Challenge Accepted: Scoring Circular Economy Opportunities for Every City in the World
By Marijana Novak, Data Strategist at Circle Economy
Many advisory frameworks and examples of circular projects exist– but the challenge for urban changemakers working towards a circular economy is how to prioritise these opportunities towards a strategy and action plan that is useful to their own work, in their own city, within their own sphere of influence.
In other words– how do you prioritise which opportunities to select, in a way that is meaningful and relevant to a specific context?
This was the question we at Circle Economy tasked ourselves with answering for not just one, but every city in the world. A question that arose from our research across a range of cities with consultants, project developers and policymakers who were interested in complementing their local work on circularity with digital tools that offer guidance, frameworks and evidence– and who were interested in the possibility to connect with a global knowledge community supporting the transition to circular cities.
To this end, we created the Circle City Scan Tool, launched in March 2020. The tool allows users to uncover relevant circular opportunities for their city. As they narrow down the focus of their search by city, sector, materials and impacts, the tool presents them with relevant opportunities, scored on relevance against their search criteria.
But what’s in a relevance score?
We invite you to explore our logic in this article.
The circular opportunity radar
Such a vast modelling exercise was a daunting but exciting challenge: how do you boil down the relevance of a particular–often quite abstract–opportunity, across thousands of different contexts, to a single score?
Fortunately, our team was not setting out empty-handed. At Circle Economy, we’ve been working closely with over 15 cities over the last seven years. We have experience studying and compiling different city typologies, developing and using circular economy frameworks and using different data modelling techniques. Our organisation has also developed a comprehensive overview of ‘strategies’ for a circular economy, which we call the 7 Key Elements Framework. This is an ever-growing hierarchy of industry-agnostic strategies — 80 currently — which, when scored, appear in the tool as ‘opportunities’.
As a user navigates through the Circle City Scan Tool, they are prompted to select their ‘focus’: which city they are considering, which sector, which materials or material groups and which impact goals (think saving water or reducing emissions).
With these variables selected, the opportunity radar is able to display an ordered set of opportunities clustered thematically. The ordered set changes for every unique user selection, of which there are thousands.
How are opportunities scored?
Our prioritisation method examines each opportunity through an expert and an algorithmic lens and creates a relevance score using a combination of the two.
Let’s take the ‘open loop upcycling’ opportunity for example.
Experts assess how relevant ”open loop upcycling” is to different sectors, materials, and impacts by assigning relevance scores to the opportunity across these three dimensions. The final expert score is the average of all expert assessments as to how relevant an opportunity is to a given sector, material or impact.
An algorithm then evaluates related case studies, organisations and research on the Knowledge Hub around ‘open loop upcycling’ in order to score the relevance of the opportunity against these same dimensions.
We combine the expert assessment and algorithmic values into one score.
Opportunity-to-sector, -material, and -impact relevance scores
To what extent is an opportunity relevant to a certain sector or material?

(Stored data)
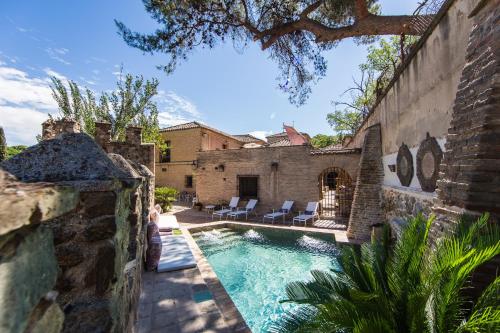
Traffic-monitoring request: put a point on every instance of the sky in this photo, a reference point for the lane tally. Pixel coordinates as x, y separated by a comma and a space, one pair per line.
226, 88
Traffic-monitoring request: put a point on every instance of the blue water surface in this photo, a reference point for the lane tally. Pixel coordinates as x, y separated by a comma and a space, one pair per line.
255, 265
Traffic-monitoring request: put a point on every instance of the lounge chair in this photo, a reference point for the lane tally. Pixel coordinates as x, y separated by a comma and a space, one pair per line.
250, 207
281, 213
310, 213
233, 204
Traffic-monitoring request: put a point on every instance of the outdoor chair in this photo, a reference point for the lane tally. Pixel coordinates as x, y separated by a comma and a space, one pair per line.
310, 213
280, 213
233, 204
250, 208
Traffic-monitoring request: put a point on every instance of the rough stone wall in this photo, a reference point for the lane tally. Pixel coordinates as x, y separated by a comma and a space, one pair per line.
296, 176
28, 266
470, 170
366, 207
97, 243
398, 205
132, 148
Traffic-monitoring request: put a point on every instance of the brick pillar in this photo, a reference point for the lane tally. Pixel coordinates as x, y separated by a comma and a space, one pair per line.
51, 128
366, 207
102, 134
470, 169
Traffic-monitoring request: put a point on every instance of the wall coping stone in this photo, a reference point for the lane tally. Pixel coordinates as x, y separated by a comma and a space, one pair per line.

WHAT IS ASKED -
[1] In the article on scoring circular economy opportunities, what selections is a user of the Circle City Scan Tool prompted to make as their "focus"?
[2] Can you carry the article on scoring circular economy opportunities forward from its final line?

OUTPUTS IN ORDER -
[1] City, sector, materials or material groups, and impact goals.

[2]
Consider ‘open loop upcycling’ again, which deals with the flow of materials across sectors. This opportunity is directly relevant to manufacturers and waste collectors who deal with volumes of secondary materials that can be upcycled. This makes cities strong in these sectors well positioned to delve into this opportunity. This opportunity is also related to a resilient logistics sector who can support reverse logistics, space for warehousing, progressive legislation, and can potentially even be linked to an IT sector that can implement a digital platform for trading these materials. We created a heat map of which sectors are most closely related to opportunities and are continuously working on improving it.
Materials follow the same logic: we score the relevance of each material for each circular strategy. For example, how relevant is ‘open loop upcycling’ to metals? What about biomass? Similarly for impacts, we measure the propensity of an opportunity to bring about a certain impact directly. How likely is ‘open loop upcycling’ to save water? What about increasing the quality of jobs?
Our framework simplifies the relationship between sectors, materials and impacts with opportunities and in doing so creates a powerful, intuitive method to help users distinguish and rank opportunities for their context.
Opportunity-to-city relevance scores
In determining the relationship of opportunity to city, consider the following: cities have regulatory targets to meet, as well as ongoing distributed research and innovation. In the future, a combination of these targets as well as the representation of these cities in the literature and across alternative datasets profiling the city would allow us to assess the extent to which certain strategies “tie into” the type of city they want to become.
For example, if a city is focusing on becoming a smart city both in terms of targets, and in terms of articles, research, and businesses supporting this in the city, then opportunities related to digital technologies in the circular economy might be a more appropriate starting point to drive circularity. In contrast, energy efficient cities with both official targets and research concerning electrification and the provision of renewable energy, will be more likely to explore circularity through the lens of regenerative energy.
It is not possible for our experts to rate the relevance of every opportunity to every city in the world. Indeed, that is exactly the challenge that the algorithm is trying to support!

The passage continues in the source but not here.